* Exercise input *
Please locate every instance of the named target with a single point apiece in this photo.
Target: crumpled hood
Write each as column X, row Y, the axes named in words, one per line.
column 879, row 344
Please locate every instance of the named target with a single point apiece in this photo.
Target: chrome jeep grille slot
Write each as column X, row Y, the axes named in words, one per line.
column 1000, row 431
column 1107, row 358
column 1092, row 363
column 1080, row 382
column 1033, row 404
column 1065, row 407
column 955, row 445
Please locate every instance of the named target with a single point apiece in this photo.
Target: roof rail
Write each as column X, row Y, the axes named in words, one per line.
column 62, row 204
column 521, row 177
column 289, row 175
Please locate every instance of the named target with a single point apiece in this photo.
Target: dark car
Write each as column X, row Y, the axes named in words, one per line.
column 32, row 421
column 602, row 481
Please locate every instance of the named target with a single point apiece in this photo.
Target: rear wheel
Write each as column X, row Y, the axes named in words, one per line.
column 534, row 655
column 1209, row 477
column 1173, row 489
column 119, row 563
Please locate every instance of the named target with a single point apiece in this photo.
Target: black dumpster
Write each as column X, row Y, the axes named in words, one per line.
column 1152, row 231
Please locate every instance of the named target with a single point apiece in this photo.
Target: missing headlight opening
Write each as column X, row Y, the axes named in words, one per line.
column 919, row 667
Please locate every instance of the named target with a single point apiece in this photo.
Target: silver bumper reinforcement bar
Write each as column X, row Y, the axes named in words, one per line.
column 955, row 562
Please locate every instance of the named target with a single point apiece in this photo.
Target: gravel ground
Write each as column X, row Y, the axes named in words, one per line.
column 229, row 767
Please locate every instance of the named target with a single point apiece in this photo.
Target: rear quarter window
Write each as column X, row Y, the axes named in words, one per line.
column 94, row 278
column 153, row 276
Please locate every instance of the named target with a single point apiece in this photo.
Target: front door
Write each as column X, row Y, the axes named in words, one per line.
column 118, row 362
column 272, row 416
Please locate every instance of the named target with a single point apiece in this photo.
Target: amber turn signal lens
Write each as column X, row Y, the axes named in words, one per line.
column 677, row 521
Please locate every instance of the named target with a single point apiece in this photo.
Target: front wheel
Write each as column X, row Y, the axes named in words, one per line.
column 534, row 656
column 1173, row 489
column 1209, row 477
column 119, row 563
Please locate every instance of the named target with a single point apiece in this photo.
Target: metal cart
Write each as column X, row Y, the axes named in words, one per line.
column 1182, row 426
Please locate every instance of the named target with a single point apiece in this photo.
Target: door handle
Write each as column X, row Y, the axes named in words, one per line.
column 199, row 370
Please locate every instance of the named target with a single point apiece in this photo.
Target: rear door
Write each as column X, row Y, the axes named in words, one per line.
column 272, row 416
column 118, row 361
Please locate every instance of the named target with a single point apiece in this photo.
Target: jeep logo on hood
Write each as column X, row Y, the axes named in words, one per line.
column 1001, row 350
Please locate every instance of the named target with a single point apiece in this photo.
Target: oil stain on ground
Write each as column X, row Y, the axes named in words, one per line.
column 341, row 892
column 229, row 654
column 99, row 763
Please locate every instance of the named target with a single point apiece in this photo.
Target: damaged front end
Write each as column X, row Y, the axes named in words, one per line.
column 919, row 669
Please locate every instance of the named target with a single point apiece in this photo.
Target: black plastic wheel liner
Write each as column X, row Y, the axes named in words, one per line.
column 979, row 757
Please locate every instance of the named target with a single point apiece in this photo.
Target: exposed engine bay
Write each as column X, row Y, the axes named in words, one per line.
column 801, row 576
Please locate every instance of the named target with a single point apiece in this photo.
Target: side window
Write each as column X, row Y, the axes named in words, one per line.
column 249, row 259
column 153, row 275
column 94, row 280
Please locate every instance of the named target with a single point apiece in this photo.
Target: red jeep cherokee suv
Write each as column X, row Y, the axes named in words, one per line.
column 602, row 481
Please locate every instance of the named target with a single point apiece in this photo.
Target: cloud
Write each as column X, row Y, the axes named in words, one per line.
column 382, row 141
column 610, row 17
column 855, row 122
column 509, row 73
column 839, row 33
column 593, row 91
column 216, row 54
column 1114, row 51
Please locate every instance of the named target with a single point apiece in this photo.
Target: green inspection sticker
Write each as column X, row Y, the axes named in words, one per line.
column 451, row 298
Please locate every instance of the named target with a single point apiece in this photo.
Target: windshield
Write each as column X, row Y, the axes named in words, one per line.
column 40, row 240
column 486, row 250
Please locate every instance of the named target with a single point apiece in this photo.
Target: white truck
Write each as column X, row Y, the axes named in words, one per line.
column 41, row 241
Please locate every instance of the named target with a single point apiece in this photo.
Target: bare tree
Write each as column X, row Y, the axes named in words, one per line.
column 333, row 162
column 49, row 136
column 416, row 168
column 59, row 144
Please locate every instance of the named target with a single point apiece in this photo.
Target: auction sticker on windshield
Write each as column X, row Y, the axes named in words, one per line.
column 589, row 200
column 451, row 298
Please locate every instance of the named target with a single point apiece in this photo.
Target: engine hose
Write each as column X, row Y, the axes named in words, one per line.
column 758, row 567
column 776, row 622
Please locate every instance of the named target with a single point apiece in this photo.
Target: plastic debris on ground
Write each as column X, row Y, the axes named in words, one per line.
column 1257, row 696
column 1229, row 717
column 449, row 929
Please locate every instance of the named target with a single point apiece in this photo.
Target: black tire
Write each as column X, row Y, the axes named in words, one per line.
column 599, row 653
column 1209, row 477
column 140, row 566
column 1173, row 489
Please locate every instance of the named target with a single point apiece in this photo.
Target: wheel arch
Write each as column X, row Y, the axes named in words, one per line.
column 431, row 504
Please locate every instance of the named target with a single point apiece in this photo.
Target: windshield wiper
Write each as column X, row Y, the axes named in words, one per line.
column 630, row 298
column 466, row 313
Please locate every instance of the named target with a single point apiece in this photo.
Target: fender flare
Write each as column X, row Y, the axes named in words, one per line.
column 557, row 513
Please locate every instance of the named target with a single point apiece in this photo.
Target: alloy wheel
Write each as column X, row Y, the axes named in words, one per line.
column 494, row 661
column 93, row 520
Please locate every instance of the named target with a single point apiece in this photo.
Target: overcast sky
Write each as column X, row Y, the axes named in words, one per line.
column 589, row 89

* Task objective *
The listing above should be transcribed in full, exactly as written.

* Written answer *
Please locate every instance of the named target with a single point apiece in this photo.
Target: crumpled hood
Write each as column X, row Y, the axes named in words, one per line.
column 879, row 344
Please locate every instance of the named target with a single point apiece in this photo.
Target: chrome jeep grille slot
Write each as column X, row Y, the axes named in words, one per line.
column 1000, row 431
column 1107, row 358
column 1092, row 363
column 1080, row 382
column 1033, row 404
column 1065, row 407
column 955, row 445
Please locate every instance of the named target with a single point apiece in this photo.
Target: roof rail
Write each as column X, row Y, the axes named in words, one per line.
column 62, row 204
column 521, row 177
column 289, row 175
Please locate every instance of the named target with a single point apiece in this photo.
Target: dark car
Write each as column X, row Y, the axes named in words, one per line.
column 32, row 421
column 602, row 481
Please locate every instance of the named target with a single point apiece in this photo.
Target: rear wheel
Write each as column X, row Y, the axes named in words, one per line.
column 534, row 655
column 1209, row 477
column 1173, row 489
column 119, row 563
Please locate every instance of the named target with a single point apiece in this photo.
Target: black dumpster
Write each as column X, row Y, the axes named in words, one per line.
column 1152, row 231
Please locate every instance of the named target with a single point apiece in this photo.
Target: missing headlight opening
Write each as column X, row Y, the axes named in words, one per line.
column 919, row 667
Please locate every instance of the named target with a single point apiece in this photo.
Target: silver bumper reinforcement bar
Write each as column X, row Y, the axes named in words, one per line.
column 955, row 562
Please locate every instance of the named target with a single point apiece in this photo.
Target: gravel ground
Write each as column X, row Y, the axes named in words, one per line.
column 229, row 767
Please locate every instance of the named target with a single point apiece in this photo.
Target: rear quarter window
Write each as column X, row Y, the axes named in words, one per line.
column 94, row 278
column 153, row 276
Please locate every instance of the named target with a single point apiece in this photo.
Target: front door
Write each as column X, row Y, the axes named in words, one per line.
column 118, row 362
column 272, row 416
Please locate every instance of the named target with a single point apiece in this photo.
Target: amber turn signal lens
Write each as column X, row Y, the axes named in words, one per line.
column 677, row 521
Please locate every instance of the named target with a single point apiece in this photo.
Target: front wheel
Write each as column X, row Y, the axes named in words, one per line.
column 534, row 656
column 1173, row 489
column 1209, row 477
column 119, row 563
Please locate every instance of the named target with a single point apiece in this photo.
Target: metal cart
Write each as column X, row Y, the axes named in words, one per line.
column 1182, row 426
Please locate every instance of the named target with a single point apiece in this photo.
Target: door handle
Write each as column X, row Y, the axes named in words, one per line.
column 199, row 370
Please locate every instance of the named target with a single point apiece in this photo.
Target: rear door
Write each as column X, row Y, the axes named in words, one per line.
column 272, row 416
column 118, row 361
Please locate every instance of the named target with a single point apiece in this photo.
Target: jeep logo on hood
Write each as column X, row Y, the axes named in words, one per line.
column 1001, row 350
Please locate every instance of the named target with a single point apiece in this photo.
Target: oil stain on ground
Write each as column X, row Y, the axes named in words, one per line.
column 341, row 892
column 229, row 654
column 99, row 763
Please locate every instance of the named target with a single point apiece in this photo.
Target: damaged front end
Write each as column X, row Y, the axes named in words, one per line.
column 919, row 669
Please locate every instance of the named target with a single point apiece in this photo.
Target: black plastic wheel liner
Write each as column X, row Y, the axes named in words, one per line.
column 979, row 757
Please locate every instance of the named target with a single point apiece in this photo.
Target: exposed engine bay
Write each as column X, row Y, the axes named in words, one per line.
column 801, row 576
Please locate every instance of the named target with a single point apiece in this photo.
Target: side window
Write each as column X, row Y, the axes named in words, one per line.
column 249, row 259
column 153, row 275
column 94, row 280
Please locate every instance of the named target with a single point apiece in this photo.
Target: red jeep cherokee suv
Write each as column X, row Y, the axes named in words, one per line.
column 602, row 481
Please locate every instance of the named target with a single point apiece in this photo.
Target: cloud
Write each as column X, row Y, the axes named in words, one per line.
column 382, row 141
column 610, row 17
column 855, row 122
column 509, row 73
column 839, row 33
column 593, row 91
column 216, row 54
column 1114, row 51
Please locate every instance of the named target with a single point apiece in this photo.
Target: green inspection sticker
Write each as column X, row Y, the axes named in words, one per line.
column 451, row 298
Please locate every instance of the named target with a single point apiece in this photo.
Target: windshield
Write each as column X, row Y, the axes named in words, one per line.
column 40, row 240
column 486, row 250
Please locate every instance of the named target with a single point apiece in this photo.
Target: white truck
Write each as column X, row Y, the axes named in words, one per line.
column 41, row 241
Please locate every instance of the named target with a single point apiece in this photo.
Target: bare tree
Write each as column X, row Y, the axes named in words, one per line.
column 333, row 162
column 49, row 136
column 416, row 168
column 59, row 144
Please locate every instance of the named target with a single point apiece in this photo.
Target: auction sticker on windshield
Write each as column X, row Y, the axes named in words, one per line.
column 589, row 200
column 451, row 298
Please locate every instance of the named target with a single point apiece in this photo.
Target: engine hose
Write each as column X, row Y, the axes named in words, one per line.
column 758, row 567
column 776, row 622
Please locate every instance of the named target with a single point apiece in this photo.
Target: plastic debris on ground
Write each as column X, row Y, the axes named in words, one per line.
column 1257, row 696
column 1229, row 717
column 449, row 929
Please locate every instance of the named target with a single point apiece in this photo.
Target: black tire
Write each as column X, row Y, the axes named in words, one per line.
column 599, row 653
column 1209, row 477
column 140, row 566
column 1173, row 489
Please locate every instance of the named target with a single point apiece in this photo.
Target: wheel arch
Write each as column X, row Y, the axes named in words, one per line.
column 431, row 504
Please locate every instance of the named target with a single point apiece in this photo.
Target: windshield wiper
Write each as column X, row Y, the axes named in words, one per line.
column 630, row 298
column 466, row 313
Please locate every instance of the named target with a single point apiece in this photo.
Target: fender flare
Write each as column X, row Y, the axes named in words, one per line.
column 557, row 513
Please locate every instance of the named target with a single point apiece in this photo.
Target: alloy wheel
Write each as column X, row Y, the axes named in words, one per line.
column 494, row 661
column 93, row 520
Please locate every instance of the named target with a single point apiece in this photo.
Target: overcast sky
Write each as column X, row Y, the axes named in words, one per line.
column 589, row 89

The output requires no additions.